SHORT PROBLEM 1
Answer these from the passage below about the making of the 1954 A Star Is Born, marking each answer with its letter:
(a) About how much money did Jack Warner stake in 1952, and how many features was it meant to produce?
(b) Which production unit moved from MGM to Warners' Burbank studios in 1937, and who took it there?
(c) How many pictures did the deal struck by Luft and Alperson with Warner cover?
SHORT PROBLEM 2
Carry the passage below about the making of the 1954 A Star Is Born forward from its final sentence.

SOURCE PASSAGE
● ● ● ● ●
A Star Is Born: The Making of the 1954 Movie and Its 1983 Restoration (6 page)

But there were still enough moviegoers to whom a night out at the
movies was worth the price; and to tempt these faithful, Jack Warner,
gambler that he was, staked nearly $28 million to make 26 features in 1952,
roughly two a month, in addition to the 88 shorts and 12o newsreels that
would carry the distinctive Warner Bros. shield insignia. Warner was proud
of that shield, and with good reason. The people he hired to make pictures,
and the pictures they made, had won eighty-five Academy Awards since
1927. Some of the best films ever made in Hollywood were actually made
in Burbank by Jack Warner and company. And that was still true on March
20, 1952, when the Academy Awards for 1951 were given out in a (not yet
televised) ceremony at the RKO Pantages Theatre on Hollywood Boulevard. Out of fourteen nominations for the company, five Oscars went to
pictures made or released by Warners.

The distinction between "made" and "released" is an important one, for
it points up a subtle change in the manner in which Warners, and indeed
many of the other studios, "made" its pictures. For thirty years, it had been
industry practice for a studio to buy a story, or have an original story written
by a staff writer, and then cast the picture from the studio's contract roster,
under a staff director, with support from the studio's technical departments. Everything would be financed by the studio, which retained ownership of the story and the film and all monies derived therefrom. But beginning in 1937, when William Randolph Hearst took his independent
Cosmopolitan Productions unit away from MGM and moved it twelve
miles north to Warners' Burbank studios, Jack found a new way to obtain
first-class product to carry the company's shield. And that was to finance
"outside" producers who had a "property," usually a story, and sometimes
a star to go along with it (in which case the "property" became a "package"), for which Warner Bros. would provide the financing, studio facilities, and the all-important distribution network. From Hearst's Cosmopolitan, the list of "outside" producers expanded to include Hal Wallis
Productions in 1941, Cagney Productions in 1943, and ultimately Charles
K. Feldman and his Group Productions, which made A Streetcar Named
Desire for release by Warners. Streetcar grossed almost $5 million and won
four of the five Oscars earned by Warner Bros. for 1951. So when, in early
August 1952, Transcona, in the persons of Luft and Alperson, came to see
Warner about Judy Garland in A Star Is Born, they found him not only
receptive but ready to make a deal.

"Eddie and I had a whole list written out," Luft recalls, "of what we
wanted, as opposed to what Warners was offering-we knew we wanted
this, and that we'd have to trade with that. One day I met with Jack by
myself. He had a scissors on his desk. I said, 'All right, Jack, you want that?
Then I want this-cut this out....' He'd cut out that paragraph, cut this
out, put this over there. We chopped up this whole piece of paper [till] it
looked like cut-up paper dolls. After [Eddie and I] concluded the trading
back and forth with Warner, we made a nine-picture deal, predicated on
A Star Is Born. Eddie brought a property called 'Snow Covered Wagons,'
which was about the Donner Party, and I owned the rights to the story
'Man 0' War' about the great racehorse. Those were the three properties
we went in with. We made this deal in late '52 and were hopefully going
to get going on one right away. We had a writer working on 'Man 0' War,'
which we hoped to start in early '53, then possibly get to A Star Is Born
in the middle of '53."
● ● ● ● ●
RAW DATA
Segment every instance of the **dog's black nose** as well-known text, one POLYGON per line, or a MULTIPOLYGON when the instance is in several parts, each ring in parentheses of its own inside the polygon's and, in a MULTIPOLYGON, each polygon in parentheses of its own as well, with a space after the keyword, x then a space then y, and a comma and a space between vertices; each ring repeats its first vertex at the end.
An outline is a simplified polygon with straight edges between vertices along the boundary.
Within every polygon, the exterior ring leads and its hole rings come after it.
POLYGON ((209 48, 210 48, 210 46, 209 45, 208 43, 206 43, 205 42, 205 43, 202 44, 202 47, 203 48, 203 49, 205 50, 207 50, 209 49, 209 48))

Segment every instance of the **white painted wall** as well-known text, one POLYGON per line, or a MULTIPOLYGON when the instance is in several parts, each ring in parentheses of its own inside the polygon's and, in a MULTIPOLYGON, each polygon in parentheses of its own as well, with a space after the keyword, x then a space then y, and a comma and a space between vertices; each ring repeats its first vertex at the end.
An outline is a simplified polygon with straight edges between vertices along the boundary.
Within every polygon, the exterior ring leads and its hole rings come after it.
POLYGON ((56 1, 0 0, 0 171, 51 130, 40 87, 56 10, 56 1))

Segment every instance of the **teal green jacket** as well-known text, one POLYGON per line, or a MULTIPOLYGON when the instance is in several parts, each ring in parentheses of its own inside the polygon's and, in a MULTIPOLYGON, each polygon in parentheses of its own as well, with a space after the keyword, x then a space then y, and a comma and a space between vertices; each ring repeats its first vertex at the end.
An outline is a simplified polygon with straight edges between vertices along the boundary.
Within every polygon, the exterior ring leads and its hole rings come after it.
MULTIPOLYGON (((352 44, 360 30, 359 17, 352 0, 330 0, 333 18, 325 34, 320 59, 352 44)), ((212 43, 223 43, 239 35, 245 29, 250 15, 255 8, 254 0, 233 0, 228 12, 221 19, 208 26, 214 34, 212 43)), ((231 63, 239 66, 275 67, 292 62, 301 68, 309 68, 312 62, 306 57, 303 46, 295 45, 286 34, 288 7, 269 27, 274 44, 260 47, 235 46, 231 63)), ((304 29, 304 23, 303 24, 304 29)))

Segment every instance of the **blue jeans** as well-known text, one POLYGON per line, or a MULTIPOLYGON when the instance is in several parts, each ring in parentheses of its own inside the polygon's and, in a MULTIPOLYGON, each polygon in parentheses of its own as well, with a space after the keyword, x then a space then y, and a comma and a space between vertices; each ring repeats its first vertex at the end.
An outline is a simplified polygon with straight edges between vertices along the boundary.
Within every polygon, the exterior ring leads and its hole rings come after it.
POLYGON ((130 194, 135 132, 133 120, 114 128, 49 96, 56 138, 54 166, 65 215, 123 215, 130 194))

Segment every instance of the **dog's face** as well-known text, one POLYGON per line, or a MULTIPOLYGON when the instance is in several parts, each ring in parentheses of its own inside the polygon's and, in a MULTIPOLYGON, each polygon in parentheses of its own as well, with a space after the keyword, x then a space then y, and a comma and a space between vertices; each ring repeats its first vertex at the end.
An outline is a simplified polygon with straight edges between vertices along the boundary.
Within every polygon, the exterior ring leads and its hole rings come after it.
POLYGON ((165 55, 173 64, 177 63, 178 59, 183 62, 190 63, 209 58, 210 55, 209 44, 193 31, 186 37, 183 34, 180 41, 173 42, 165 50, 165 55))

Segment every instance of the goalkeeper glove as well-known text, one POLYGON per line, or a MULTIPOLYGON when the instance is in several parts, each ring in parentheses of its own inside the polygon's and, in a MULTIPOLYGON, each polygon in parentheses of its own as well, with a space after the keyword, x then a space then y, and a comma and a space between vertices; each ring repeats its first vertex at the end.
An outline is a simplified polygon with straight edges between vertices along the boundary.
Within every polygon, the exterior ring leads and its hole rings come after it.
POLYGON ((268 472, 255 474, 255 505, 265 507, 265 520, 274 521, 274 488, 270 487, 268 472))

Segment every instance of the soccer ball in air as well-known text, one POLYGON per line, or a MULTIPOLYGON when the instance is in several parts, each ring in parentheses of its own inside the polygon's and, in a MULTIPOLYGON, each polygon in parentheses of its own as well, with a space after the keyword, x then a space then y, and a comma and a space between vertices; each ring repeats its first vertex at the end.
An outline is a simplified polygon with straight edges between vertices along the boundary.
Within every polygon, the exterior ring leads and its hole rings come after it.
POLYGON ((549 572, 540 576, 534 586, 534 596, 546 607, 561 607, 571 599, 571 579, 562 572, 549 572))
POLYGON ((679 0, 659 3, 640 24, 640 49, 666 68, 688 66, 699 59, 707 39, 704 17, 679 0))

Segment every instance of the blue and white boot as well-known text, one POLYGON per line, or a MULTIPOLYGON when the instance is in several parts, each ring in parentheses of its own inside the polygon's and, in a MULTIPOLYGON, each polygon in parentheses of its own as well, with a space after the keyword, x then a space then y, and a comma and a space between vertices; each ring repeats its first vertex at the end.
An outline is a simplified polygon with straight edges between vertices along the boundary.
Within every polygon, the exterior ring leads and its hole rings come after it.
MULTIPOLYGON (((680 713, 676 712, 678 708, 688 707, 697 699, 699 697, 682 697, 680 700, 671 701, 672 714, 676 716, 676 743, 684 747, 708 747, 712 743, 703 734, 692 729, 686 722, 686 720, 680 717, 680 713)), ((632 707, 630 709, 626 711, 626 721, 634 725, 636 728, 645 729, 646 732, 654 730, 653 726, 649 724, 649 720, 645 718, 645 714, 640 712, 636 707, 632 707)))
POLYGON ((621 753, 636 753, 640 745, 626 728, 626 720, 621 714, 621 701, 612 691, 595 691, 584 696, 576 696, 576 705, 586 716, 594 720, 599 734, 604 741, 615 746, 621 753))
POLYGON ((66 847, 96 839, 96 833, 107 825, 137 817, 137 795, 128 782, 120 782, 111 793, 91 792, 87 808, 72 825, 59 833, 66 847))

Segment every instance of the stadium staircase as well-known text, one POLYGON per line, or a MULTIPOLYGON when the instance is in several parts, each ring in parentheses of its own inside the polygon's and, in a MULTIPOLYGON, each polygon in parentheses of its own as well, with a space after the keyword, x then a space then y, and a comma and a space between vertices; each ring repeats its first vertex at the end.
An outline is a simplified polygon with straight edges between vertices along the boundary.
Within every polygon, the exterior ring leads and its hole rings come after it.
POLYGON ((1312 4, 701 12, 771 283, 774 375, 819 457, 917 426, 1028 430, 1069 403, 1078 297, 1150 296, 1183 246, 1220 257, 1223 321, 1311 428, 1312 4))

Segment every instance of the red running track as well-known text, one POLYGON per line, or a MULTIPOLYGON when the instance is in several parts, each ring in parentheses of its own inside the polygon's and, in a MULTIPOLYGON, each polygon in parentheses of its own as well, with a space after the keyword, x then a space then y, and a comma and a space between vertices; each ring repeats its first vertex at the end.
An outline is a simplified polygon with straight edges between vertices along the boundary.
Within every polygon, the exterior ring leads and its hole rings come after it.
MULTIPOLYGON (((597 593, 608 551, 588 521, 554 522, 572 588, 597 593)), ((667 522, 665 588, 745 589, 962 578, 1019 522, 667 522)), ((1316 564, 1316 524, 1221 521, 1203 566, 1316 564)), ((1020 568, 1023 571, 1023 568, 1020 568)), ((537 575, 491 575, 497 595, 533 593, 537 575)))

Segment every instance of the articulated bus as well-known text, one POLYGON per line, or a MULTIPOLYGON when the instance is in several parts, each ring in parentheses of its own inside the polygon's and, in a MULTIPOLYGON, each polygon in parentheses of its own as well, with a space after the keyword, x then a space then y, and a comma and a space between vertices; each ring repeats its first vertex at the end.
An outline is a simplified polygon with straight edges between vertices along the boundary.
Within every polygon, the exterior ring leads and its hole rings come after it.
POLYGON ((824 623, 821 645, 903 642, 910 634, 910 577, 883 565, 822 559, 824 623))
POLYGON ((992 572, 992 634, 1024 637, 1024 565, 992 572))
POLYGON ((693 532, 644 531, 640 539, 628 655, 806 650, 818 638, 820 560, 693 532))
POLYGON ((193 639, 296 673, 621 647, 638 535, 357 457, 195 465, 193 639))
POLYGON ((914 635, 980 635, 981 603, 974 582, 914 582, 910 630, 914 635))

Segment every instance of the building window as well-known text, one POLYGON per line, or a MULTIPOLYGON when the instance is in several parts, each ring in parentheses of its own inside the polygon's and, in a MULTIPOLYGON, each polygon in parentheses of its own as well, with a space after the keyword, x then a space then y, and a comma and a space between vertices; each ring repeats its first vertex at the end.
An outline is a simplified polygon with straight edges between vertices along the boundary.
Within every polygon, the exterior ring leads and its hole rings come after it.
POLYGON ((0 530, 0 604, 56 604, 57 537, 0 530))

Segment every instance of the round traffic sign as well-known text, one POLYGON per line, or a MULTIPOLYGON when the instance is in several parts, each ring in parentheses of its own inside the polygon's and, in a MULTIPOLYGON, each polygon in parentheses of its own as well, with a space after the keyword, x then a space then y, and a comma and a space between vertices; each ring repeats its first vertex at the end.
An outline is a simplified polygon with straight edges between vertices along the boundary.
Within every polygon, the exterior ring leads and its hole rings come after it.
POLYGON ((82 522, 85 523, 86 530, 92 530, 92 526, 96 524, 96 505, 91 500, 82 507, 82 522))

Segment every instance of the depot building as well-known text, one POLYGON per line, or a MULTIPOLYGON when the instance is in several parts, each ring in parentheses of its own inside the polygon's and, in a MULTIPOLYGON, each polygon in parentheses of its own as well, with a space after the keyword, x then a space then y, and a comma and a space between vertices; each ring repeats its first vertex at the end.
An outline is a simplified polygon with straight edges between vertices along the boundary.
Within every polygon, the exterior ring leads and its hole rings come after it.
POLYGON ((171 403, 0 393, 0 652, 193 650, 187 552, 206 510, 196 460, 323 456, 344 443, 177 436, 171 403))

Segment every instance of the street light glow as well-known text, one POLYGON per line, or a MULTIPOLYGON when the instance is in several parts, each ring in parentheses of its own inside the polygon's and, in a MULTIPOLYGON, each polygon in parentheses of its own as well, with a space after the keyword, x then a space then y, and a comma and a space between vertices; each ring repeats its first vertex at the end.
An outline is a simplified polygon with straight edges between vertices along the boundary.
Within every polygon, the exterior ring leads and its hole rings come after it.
● ● ● ● ●
EXERCISE ANSWER 1
(a) Nearly $28 million, to make 26 features.
(b) Cosmopolitan Productions, taken there by William Randolph Hearst.
(c) Nine pictures.

EXERCISE ANSWER 2
On June 8, two months prior to his initial meeting with Warner, Luft
had put Garland under a more personal kind of contract when he and the
singer were married. On July 19, they had thrown what the papers referred to as "a huge brawl" at their new home on Mapleton Drive in
Beverly Hills with a hundred and fifty guests in attendance, some of the
cream of Hollywood society. Betty Comden and her writing partner
Adolph Green were there, taking a break from working on MGM pro ducer Arthur Freed's new film, The Band Wagon, starring Fred Astaire.
Howard Dietz and Arthur Schwartz sang some of the new songs they had
written for the picture, including a rouser entitled "That's Entertainment." Everybody involved seemed very high-spirited and carefree, despite the fact that that same week MGM had announced that all contract personnel, executives and stars alike, would be taking salary cuts of
25 to 50 percent, thereby effecting an annual saving of $5 million for the
beleaguered studio. It was a harsh acknowledgment that an era of
munificence and extravagance had ended. Also in the trade papers that
week were two small, seemingly unrelated items. A New York outfit
called Cinerama, Inc., had leased the Broadway Theater from the Shu-
berts to exhibit what was referred to as "a new three-dimensional process," beginning in September. And in Hollywood, a promoter named Sid
Pink was taking the unusual step of screening "rushes" (daily footage) for
potential investors in a new independent movie called Bwana Devil, directed by Arch Oboler and photographed in something called "Natural
Vision 3 Dimension." These two items were buried in the back pages of
the trades; the headline news that week, after the MGM economy measures, was the story of the disastrous fire that had swept the Warners lot,
raging for almost three hours in the mid-afternoon and causing $5 million
in damages. While these events swirled and eddied around them, the
Lufts were celebrating not only their marriage but also the news of her
pregnancy, an impending recording contract with Capitol Records, and
what looked to be a very important picture deal with Warners.

On September 8, 1952, Jack Warner made it official: Warner Bros.
would finance and distribute three films from Transcona, the first to be a
musical remake of A Star Is Born with Judy Garland.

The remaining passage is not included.